### EXTRAIT DU DOCUMENT
===============
Quant à ma hiérarchie, si elle peut me sembler lourde par moment, elle l'est physiquement assez peu. Il n'existe qu'une Garde des Sceaux, qu'un DAP, dix DI et autant de DSPIP que de départements pour les cadres sup, dans toute la France (Dom compris). Quant aux deux autres
"chefs", je n'aurai qu'un chef de service local à déplorer si je n'étais pas dans un SPIP situé au siège du département. Le DIP fait fonction d'adjoint du DSPIP ou fonction de chef de service lorsqu'il n'y en a pas.
Sachez également qu'avant 1999 et la création des SPIP, nous étions chapeautés par les JAP en milieu ouvert et les directeurs d'établissement en milieu fermé. Il a donc fallu créer toute une hiérarchie pour qu'elle devienne l'interlocutrice adéquate des magistrats et des directeurs d'établissement.
La hiérarchie se justifie aussi tout simplement dans son existence par le déroulement de carrière qu'elle nous offre.
===============
### DONNÉES FOURNIES
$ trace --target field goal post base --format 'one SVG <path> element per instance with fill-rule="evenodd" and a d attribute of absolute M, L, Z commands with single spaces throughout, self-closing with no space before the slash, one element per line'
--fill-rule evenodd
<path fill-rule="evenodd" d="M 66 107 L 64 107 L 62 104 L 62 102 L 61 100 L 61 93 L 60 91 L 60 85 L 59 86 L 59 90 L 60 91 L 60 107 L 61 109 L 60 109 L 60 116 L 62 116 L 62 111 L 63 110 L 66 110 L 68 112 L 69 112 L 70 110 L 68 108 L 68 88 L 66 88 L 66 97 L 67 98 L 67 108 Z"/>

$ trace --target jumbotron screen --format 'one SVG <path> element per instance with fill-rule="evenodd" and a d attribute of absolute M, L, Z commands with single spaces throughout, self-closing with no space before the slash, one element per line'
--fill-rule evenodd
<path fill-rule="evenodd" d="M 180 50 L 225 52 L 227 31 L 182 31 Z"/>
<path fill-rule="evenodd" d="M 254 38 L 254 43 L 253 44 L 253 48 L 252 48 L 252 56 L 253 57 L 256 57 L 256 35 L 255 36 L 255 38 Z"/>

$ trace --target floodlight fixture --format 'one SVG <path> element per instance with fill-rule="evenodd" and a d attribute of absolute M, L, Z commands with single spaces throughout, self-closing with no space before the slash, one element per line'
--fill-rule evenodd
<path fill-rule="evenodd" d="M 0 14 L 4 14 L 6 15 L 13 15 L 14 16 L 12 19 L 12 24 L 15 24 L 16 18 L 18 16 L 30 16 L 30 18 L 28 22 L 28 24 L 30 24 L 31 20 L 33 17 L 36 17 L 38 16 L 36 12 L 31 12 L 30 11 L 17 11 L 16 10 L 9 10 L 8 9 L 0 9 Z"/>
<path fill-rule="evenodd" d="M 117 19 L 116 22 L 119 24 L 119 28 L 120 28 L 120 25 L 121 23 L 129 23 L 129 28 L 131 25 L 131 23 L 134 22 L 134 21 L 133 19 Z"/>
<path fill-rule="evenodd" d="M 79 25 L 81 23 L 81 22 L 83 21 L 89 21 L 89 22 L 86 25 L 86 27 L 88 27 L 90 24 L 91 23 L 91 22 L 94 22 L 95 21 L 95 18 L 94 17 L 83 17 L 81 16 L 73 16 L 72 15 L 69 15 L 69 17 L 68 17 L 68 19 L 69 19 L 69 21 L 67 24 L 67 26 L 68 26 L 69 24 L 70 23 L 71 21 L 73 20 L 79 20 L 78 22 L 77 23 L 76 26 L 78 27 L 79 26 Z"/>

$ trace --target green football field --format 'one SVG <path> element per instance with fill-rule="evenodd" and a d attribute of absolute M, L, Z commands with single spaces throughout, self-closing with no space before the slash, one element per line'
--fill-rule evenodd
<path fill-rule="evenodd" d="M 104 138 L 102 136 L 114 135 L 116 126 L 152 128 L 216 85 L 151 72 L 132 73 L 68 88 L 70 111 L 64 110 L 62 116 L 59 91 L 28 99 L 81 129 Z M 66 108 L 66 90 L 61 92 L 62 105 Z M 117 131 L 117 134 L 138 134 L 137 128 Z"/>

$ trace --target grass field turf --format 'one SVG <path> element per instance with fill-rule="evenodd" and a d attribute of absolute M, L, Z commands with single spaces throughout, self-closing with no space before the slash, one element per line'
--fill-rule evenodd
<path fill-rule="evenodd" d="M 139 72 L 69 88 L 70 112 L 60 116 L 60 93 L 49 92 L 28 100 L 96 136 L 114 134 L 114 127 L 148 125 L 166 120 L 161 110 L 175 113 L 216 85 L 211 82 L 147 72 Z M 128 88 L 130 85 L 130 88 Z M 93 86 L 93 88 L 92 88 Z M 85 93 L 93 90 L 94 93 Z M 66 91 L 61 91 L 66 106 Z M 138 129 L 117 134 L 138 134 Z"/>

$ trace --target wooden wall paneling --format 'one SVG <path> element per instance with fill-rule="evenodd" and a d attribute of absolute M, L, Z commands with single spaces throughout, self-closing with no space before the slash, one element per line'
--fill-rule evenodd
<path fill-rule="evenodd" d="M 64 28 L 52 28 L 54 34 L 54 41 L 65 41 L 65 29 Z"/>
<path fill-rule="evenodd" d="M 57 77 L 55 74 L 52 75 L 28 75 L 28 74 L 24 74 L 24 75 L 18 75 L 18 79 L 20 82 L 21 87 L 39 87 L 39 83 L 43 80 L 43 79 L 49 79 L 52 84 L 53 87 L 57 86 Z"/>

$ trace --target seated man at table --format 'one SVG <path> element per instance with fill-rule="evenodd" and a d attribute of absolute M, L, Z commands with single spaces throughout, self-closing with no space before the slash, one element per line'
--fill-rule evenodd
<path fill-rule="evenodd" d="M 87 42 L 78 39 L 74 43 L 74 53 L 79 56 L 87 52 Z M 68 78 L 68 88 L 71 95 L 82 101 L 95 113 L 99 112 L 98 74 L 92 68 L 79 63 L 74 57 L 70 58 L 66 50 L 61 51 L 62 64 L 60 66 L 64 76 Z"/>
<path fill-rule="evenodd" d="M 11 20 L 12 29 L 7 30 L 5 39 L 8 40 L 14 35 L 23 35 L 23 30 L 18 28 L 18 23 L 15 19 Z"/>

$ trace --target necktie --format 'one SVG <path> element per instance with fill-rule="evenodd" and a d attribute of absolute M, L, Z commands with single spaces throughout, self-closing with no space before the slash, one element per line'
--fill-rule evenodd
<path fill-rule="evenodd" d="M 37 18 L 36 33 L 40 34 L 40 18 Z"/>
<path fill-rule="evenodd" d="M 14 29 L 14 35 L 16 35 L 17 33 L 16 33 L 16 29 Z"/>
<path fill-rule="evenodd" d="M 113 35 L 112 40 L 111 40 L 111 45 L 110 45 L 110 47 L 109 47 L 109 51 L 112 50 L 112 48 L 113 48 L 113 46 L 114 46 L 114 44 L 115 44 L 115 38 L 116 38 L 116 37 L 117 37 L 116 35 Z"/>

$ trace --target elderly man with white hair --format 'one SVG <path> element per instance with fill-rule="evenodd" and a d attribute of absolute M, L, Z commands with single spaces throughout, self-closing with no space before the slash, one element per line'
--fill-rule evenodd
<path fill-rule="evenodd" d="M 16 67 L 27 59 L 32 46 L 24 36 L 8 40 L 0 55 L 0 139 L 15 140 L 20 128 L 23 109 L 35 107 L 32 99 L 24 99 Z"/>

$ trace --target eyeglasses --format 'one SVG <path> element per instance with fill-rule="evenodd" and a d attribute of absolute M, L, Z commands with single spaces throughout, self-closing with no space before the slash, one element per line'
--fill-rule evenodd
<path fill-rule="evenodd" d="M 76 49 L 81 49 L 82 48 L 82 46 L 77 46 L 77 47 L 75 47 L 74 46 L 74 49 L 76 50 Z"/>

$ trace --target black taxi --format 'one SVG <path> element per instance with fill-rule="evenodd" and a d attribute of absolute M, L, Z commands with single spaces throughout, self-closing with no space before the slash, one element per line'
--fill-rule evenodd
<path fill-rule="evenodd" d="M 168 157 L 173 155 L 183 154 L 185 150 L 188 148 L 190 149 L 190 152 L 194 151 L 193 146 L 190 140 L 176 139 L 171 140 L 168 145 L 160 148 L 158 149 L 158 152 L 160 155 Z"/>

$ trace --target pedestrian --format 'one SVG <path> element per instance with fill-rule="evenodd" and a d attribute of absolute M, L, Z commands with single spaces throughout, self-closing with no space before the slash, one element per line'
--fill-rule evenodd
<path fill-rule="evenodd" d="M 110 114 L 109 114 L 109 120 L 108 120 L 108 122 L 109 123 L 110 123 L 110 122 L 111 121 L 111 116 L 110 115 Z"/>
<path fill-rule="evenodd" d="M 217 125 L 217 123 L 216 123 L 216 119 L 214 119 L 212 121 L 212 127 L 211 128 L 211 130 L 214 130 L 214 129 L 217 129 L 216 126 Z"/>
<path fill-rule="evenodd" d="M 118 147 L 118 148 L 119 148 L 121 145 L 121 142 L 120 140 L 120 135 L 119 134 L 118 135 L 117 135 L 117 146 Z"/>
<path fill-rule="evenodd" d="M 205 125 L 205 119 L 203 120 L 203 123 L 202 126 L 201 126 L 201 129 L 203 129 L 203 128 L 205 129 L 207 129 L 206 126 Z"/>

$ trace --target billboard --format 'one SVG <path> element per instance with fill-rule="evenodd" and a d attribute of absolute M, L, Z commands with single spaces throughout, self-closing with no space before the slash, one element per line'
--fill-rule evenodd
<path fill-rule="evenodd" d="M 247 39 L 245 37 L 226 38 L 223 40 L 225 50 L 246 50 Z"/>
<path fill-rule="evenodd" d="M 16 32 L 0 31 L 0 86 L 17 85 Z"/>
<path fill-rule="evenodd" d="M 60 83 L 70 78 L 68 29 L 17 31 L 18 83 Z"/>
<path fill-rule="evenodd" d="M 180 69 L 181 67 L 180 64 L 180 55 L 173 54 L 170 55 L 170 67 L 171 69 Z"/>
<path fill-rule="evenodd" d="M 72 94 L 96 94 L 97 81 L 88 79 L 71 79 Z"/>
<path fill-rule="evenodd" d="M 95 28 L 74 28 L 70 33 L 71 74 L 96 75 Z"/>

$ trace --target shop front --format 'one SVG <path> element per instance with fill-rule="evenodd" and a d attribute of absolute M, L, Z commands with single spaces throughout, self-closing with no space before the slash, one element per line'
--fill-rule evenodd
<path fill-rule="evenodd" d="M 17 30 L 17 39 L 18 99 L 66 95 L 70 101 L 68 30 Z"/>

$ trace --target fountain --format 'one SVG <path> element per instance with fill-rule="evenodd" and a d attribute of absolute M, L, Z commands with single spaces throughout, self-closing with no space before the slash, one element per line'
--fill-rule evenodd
===============
### ÉNONCÉ PROPOSÉ 1
Recopiez le passage de l'extrait qui commence par « Quant à ma hiérarchie, si » et se termine par « des directeurs d'établissement. ».
### ÉNONCÉ PROPOSÉ 2
Répondez aux questions suivantes à partir de l'extrait.
(a) Combien de DI compte-t-on dans toute la France ?
(b) Quelle fonction le DIP exerce-t-il lorsqu'il n'y a pas de chef de service ?
(c) Avant 1999, qui chapeautait les personnels en milieu fermé ?

### RÉPONSE COMPLÈTE 1
Quant à ma hiérarchie, si elle peut me sembler lourde par moment, elle l'est physiquement assez peu. Il n'existe qu'une Garde des Sceaux, qu'un DAP, dix DI et autant de DSPIP que de départements pour les cadres sup, dans toute la France (Dom compris). Quant aux deux autres
"chefs", je n'aurai qu'un chef de service local à déplorer si je n'étais pas dans un SPIP situé au siège du département. Le DIP fait fonction d'adjoint du DSPIP ou fonction de chef de service lorsqu'il n'y en a pas.
Sachez également qu'avant 1999 et la création des SPIP, nous étions chapeautés par les JAP en milieu ouvert et les directeurs d'établissement en milieu fermé. Il a donc fallu créer toute une hiérarchie pour qu'elle devienne l'interlocutrice adéquate des magistrats et des directeurs d'établissement.

### RÉPONSE COMPLÈTE 2
(a) On compte dix DI dans toute la France.
(b) Le DIP fait alors fonction de chef de service.
(c) En milieu fermé, les personnels étaient chapeautés par les directeurs d'établissement.